### WRITTEN EXERCISE
Render the following material again verbatim, leaving nothing out.

### THE DATA
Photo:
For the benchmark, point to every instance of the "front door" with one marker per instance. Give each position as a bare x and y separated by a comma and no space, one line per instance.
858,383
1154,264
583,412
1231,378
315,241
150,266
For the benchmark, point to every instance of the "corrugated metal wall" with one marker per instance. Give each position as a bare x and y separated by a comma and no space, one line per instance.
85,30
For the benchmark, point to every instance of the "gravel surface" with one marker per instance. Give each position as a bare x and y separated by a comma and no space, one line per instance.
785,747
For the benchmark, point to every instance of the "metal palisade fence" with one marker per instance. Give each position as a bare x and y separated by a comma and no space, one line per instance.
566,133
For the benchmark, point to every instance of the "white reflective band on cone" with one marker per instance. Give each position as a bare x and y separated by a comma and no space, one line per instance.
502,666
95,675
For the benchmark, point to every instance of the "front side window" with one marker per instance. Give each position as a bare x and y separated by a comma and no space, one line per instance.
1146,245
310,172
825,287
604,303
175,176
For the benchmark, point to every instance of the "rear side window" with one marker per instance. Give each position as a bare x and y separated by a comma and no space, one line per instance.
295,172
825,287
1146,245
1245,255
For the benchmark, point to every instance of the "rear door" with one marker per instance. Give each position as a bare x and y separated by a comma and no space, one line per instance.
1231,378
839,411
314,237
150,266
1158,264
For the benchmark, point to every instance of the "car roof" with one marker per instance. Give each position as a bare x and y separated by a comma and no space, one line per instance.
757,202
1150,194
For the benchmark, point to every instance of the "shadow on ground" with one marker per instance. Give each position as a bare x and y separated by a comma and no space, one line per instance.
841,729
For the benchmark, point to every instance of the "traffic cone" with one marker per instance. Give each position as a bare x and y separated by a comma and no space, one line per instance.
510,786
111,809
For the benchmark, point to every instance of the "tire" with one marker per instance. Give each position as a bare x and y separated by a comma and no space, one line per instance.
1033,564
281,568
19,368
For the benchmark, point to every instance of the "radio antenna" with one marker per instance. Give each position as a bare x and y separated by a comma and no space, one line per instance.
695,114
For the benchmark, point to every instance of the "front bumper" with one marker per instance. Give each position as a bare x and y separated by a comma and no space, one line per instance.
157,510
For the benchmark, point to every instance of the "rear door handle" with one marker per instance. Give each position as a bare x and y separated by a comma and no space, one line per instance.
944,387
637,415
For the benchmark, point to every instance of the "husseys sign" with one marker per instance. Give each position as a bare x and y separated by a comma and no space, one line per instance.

### CORRECT OUTPUT
Photo:
For the benchmark, point to every instance of the "front door" with one marker per instance. Give each position as a bare x and y separated by a comma and no space, one line per instance.
858,383
1154,264
583,412
1231,378
315,241
150,266
For the benchmark, point to every instance of the "corrugated metal wall" with one marker per instance. Give each position as a bare x and y separated by a comma and no space, one line per instance.
85,30
For the benchmark, point to every instance of the "gravel surface" with one marker per instance. Give each position as a bare x and y separated by a comma and no space, one line per instance.
785,747
For the benchmark, point to every instance of the "metal palisade fence" with one marker per instance. Give each position as a bare x and y separated by a comma and no space, one line per instance.
566,133
For the benchmark, point to every instance of the "white reflective band on cone" with one marker per instance. Give each position as a bare x and y separated by a comma and no space, one line per instance.
502,666
95,675
For the benchmark, point to every instance of the "front side window" with one marker per instance. Give each position as a bare x and y separated by a comma and no space, one line per instance.
1146,245
310,172
825,287
604,303
175,176
For the benchmark, point to every instance of the "rear side window" with one marker per instance. Give each position as a bare x and y separated by a comma and no space, one line per instance.
295,172
825,287
1146,245
1245,255
For the benchmark, point to every instance of the "rear door" with one marker per instance. Give each position as a bare x and y separated by a comma and no space, one line per instance.
1231,378
839,411
314,237
150,266
1158,264
For the benchmark, point to every instance of the "car roof" with one marker per instance. Give each position as a bare x and y separated by a comma and no space, one line per instance.
757,202
1150,194
For the benchmark, point to every instance of the "shadow on ground" with one marker per instance. Give each position as a bare x and y separated by a comma and no space, one line per instance.
841,729
For the benchmark, point to every instance of the "traffic cone" with one marker per instance. Give each position as a bare x and y separated by a comma and no space, one line per instance.
510,786
111,809
For the benchmark, point to every instance of the "tire" with one marker per instance. Give each position as a bare x and y separated by a comma and no space, one line per instance.
1033,564
281,568
19,368
For the benchmark, point to every instance of the "radio antenna" with one marker per instance. Give each position as a bare x and y separated by a comma and no space, one line per instance.
695,114
For the benchmark, point to every instance of the "front bumper" with one marker per instance. Give each position as a bare x and y separated by a comma and no space, one line per instance.
157,510
For the benchmark, point to every instance of the "rear door handle" with one marker per instance. Give each position as a bare x and y separated by a comma and no space, one line per instance.
944,387
637,415
For the benchmark, point to every instance of the "husseys sign" with one marker per instance. Give each position as a bare x and y separated by a comma and no space, one line per instance.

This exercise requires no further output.